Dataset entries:
+ + +

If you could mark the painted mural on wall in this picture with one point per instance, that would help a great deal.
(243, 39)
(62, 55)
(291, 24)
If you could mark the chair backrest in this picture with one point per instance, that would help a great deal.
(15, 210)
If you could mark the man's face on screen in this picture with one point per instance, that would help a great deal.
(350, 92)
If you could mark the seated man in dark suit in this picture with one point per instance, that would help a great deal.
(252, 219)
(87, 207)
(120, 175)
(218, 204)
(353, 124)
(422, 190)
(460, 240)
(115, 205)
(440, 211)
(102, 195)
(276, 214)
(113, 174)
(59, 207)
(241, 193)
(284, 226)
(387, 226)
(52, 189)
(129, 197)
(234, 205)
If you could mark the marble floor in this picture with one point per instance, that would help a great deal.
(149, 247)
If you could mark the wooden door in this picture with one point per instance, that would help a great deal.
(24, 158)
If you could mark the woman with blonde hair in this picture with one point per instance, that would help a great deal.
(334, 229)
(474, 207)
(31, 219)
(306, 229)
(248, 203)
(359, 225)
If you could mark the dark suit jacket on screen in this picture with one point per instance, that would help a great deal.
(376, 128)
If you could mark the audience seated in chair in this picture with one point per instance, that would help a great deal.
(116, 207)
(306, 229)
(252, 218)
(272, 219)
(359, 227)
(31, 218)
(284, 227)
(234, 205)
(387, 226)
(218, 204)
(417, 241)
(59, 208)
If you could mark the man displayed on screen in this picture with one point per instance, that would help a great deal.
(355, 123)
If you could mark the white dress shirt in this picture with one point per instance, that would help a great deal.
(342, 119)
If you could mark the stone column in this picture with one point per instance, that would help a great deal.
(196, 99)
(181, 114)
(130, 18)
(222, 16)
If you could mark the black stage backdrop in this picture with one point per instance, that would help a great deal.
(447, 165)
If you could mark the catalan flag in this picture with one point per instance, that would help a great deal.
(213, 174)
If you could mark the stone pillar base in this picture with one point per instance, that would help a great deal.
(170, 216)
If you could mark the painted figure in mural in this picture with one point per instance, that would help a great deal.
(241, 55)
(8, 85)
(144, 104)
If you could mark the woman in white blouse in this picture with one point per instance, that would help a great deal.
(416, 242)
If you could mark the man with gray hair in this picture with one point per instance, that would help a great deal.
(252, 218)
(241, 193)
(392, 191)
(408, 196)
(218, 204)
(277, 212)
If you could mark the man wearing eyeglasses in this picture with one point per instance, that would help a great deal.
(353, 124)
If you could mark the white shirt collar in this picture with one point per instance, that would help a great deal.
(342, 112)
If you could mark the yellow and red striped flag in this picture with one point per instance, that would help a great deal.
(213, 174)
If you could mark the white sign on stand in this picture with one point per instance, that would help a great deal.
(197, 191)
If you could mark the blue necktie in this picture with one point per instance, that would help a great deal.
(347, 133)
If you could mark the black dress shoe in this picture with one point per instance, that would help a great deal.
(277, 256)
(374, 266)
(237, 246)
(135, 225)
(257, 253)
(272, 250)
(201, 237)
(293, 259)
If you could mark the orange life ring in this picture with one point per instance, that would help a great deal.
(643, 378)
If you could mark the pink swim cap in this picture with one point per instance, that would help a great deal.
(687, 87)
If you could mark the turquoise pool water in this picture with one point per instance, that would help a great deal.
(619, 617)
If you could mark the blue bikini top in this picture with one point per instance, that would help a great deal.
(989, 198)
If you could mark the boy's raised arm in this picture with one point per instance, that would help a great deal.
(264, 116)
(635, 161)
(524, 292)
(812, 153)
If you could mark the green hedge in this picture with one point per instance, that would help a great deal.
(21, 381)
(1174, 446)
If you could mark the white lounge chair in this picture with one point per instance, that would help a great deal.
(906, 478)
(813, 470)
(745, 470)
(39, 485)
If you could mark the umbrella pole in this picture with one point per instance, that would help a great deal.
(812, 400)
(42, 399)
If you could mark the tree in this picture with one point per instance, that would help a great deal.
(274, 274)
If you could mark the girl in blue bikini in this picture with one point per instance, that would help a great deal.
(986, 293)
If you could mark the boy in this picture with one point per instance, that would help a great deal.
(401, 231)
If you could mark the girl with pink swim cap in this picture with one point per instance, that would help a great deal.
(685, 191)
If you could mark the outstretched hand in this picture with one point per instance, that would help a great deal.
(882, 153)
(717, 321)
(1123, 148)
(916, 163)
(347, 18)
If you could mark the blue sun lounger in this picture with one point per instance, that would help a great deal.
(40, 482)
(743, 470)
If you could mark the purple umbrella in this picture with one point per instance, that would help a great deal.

+ + +

THE TASK:
Go to the line holding "If you could mark the blue sun" in the entries above and return it, along with every line after it, exactly as written.

EXERCISE SOLUTION:
If you could mark the blue sun lounger in this picture with one point per instance, that would help a great deal.
(40, 482)
(743, 470)
If you could mark the purple umbrella in this picture with one point per instance, that would help a great deal.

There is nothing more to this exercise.